Count the lines of the listing below that contain the string "sleeve", matching case exactly, and reply with the number alone.

● ● ● ●

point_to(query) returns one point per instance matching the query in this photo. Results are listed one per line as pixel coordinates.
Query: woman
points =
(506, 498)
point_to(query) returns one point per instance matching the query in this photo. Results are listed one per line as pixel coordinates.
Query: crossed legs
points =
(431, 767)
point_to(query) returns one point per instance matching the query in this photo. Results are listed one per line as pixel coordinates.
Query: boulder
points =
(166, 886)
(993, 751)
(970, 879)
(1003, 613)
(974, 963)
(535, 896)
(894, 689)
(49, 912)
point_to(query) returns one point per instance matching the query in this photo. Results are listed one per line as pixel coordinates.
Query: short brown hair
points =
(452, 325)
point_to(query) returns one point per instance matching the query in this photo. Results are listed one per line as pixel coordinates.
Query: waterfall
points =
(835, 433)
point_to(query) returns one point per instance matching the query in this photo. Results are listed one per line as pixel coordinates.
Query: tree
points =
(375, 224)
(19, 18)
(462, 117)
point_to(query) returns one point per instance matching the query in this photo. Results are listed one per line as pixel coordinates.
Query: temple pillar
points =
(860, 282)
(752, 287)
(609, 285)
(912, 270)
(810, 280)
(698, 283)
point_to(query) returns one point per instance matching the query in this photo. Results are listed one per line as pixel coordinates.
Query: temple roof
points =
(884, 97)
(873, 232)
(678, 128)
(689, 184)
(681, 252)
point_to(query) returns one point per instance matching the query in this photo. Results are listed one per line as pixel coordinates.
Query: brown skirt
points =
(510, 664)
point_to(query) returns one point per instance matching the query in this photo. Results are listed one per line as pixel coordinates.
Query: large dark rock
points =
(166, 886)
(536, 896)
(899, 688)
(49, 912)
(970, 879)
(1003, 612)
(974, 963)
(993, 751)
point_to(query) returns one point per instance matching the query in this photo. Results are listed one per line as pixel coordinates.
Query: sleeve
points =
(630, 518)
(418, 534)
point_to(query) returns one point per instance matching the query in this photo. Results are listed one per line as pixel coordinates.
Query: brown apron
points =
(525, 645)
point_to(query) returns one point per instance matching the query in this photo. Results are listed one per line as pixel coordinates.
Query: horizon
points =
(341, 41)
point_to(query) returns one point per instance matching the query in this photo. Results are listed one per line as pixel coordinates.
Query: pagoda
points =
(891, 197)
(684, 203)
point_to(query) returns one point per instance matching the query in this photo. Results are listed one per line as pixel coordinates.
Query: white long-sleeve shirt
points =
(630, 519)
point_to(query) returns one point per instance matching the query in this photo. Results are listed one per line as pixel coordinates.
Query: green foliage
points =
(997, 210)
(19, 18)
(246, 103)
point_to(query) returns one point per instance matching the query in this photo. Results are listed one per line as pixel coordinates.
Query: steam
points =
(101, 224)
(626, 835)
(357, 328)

● ● ● ●

__THE COMPLETED TASK__: 2